__Your objective__
In the Delaware whipping post text below, who signed the Revised Criminal Code Bill that abolished corporal punishment? Please answer in a few words.

__Document section__
━━━━

Then, on July 6, 1972, under the headline WHIPPING POST ABOLISHED IN FIRST STATE, this article appeared in numerous papers:
“The cat-o’-nine-tails has lashed a criminal’s back for the last time in Delaware.
“The whipping post, used since pre-Revolutionary days as punishment for a variety of crimes in the state, is no more. Delaware, ‘The First State,’ has become the last state to do away with the whip.
“Gov. Russell W. Peterson today signed the Revised Criminal Code Bill, which abolishes corporal punishment. It passed during the waning hours of the 126th General Assembly last Friday.
“Local history claims the post was nicknamed “Red Hannah” by blacks in Sussex County. And when a man’s handcuffed arms encircled the post, it was said he was ‘hugging ol’ Red Hannah.’”
Red Hannah did not die easily. There was considerable talk by candidates for office as well as incumbents that Delaware should retain the whip to enforce law and order. State Senator Thomas E. Hickman Jr. proposed an amendment to permit it for any felony, which fell just two votes short of adoption.
Even today, when journalists find themselves short of news, they occasionally resurrect the story of the whipping post and those who continue to extol its virtues. The following report appeared in the Syracuse Herald Journal in 1991 under the heading “Flogging still has appeal to crime-weary in Delaware.”
“A museum exhibit designed to show the cruelty of Delaware’s whipping post found instead that the punishment known as ‘Hugging Red Hannah’ still has a certain appeal.
“‘I think it’s an indication of frustration with the ineffectiveness of our criminal justice system,’ Kathy Bratton, executive director of the New Castle Historical Society said of museum-goers’ reaction. ‘They see crime rates rising and they’re ready to try anything.’
“In the book Red Hannah, author Robert Caldwell estimated that some 1,600 men were flogged in Delaware from about 1900 to 1940. The punishment was last used on a woman in the 1870s.
“The exhibit at the Old Library Museum includes a 15-foot replica of Red Hannah––two feet shorter than the original––as well as the white whipping post used in Dover, its sides worn down from years of ‘hugging.’
“There are pictures of public floggings; of men stripped to the waist, tied to posts; and men in a double pillory atop one whipping post. Display cases hold cat-o’-nine-tails.
“Bratton designed the exhibit to coincide with the 200th anniversary of the Bill of Rights, particularly the Eighth Amendment, which prohibits cruel and unusual punishment.
“Harry Themal, a columnist at The News Journal in Wilmington, witnessed Delaware’s last whipping in 1952. ‘Not only should floggings be resurrected, but violent criminals should be whipped in public,’ he said.”

━━━━

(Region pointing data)
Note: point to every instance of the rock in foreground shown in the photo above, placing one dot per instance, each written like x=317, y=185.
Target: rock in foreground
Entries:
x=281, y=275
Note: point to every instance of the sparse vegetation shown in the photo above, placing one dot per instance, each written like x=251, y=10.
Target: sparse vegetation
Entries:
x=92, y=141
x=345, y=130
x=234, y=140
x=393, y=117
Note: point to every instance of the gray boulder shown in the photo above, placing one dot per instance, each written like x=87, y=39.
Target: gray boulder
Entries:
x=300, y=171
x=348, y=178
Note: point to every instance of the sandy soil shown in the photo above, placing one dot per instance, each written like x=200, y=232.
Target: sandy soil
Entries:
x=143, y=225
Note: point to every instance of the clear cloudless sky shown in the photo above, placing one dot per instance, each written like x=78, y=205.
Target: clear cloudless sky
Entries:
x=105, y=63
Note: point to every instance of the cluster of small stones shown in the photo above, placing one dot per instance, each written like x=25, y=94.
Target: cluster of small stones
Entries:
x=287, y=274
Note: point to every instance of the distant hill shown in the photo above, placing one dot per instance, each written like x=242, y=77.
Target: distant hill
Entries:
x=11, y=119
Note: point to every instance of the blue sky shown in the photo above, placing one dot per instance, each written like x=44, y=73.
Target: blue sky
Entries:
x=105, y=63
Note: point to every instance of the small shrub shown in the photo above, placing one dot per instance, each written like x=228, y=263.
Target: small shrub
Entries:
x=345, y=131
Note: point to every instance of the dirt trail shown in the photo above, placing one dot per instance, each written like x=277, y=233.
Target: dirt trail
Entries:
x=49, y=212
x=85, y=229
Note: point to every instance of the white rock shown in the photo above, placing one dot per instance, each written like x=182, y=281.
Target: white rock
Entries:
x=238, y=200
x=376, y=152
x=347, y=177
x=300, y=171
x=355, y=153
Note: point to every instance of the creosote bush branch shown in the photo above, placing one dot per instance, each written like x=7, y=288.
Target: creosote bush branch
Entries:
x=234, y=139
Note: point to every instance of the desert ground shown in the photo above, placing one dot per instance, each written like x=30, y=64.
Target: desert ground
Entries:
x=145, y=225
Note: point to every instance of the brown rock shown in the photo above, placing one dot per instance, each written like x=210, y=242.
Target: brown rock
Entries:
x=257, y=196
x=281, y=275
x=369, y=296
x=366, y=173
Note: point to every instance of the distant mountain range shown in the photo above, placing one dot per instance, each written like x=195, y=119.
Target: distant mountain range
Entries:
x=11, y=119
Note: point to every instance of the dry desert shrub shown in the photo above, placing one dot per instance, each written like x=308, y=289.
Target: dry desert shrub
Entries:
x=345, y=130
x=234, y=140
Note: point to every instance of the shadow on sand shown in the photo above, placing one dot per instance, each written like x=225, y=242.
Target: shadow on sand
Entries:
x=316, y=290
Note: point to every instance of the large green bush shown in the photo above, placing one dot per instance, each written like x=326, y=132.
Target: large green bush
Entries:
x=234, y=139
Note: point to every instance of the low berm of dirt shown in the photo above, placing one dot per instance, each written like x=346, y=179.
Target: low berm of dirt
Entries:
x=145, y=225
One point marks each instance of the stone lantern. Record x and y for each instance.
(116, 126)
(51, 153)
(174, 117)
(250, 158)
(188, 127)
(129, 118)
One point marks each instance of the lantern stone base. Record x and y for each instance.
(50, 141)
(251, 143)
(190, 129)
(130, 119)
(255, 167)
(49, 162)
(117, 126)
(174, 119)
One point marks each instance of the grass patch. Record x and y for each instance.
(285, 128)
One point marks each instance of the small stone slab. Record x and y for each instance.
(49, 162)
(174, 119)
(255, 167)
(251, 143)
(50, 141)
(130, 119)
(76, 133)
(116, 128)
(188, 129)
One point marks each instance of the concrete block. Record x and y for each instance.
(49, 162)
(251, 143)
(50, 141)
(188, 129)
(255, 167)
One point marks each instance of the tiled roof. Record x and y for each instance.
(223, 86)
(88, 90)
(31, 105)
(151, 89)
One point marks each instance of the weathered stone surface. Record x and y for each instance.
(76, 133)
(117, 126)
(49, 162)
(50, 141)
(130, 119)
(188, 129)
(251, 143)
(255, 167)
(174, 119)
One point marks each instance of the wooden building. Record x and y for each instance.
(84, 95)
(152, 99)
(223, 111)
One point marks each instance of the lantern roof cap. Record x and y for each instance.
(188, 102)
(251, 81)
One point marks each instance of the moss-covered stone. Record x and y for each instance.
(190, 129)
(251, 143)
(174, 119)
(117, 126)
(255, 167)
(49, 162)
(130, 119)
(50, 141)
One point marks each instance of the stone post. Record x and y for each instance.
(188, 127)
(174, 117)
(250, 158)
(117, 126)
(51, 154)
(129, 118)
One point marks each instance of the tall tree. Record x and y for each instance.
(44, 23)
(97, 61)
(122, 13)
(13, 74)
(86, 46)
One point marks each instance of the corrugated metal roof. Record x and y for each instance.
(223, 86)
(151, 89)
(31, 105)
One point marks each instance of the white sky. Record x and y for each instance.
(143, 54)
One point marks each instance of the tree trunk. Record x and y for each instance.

━━━━

__Answer box__
Gov. Russell W. Peterson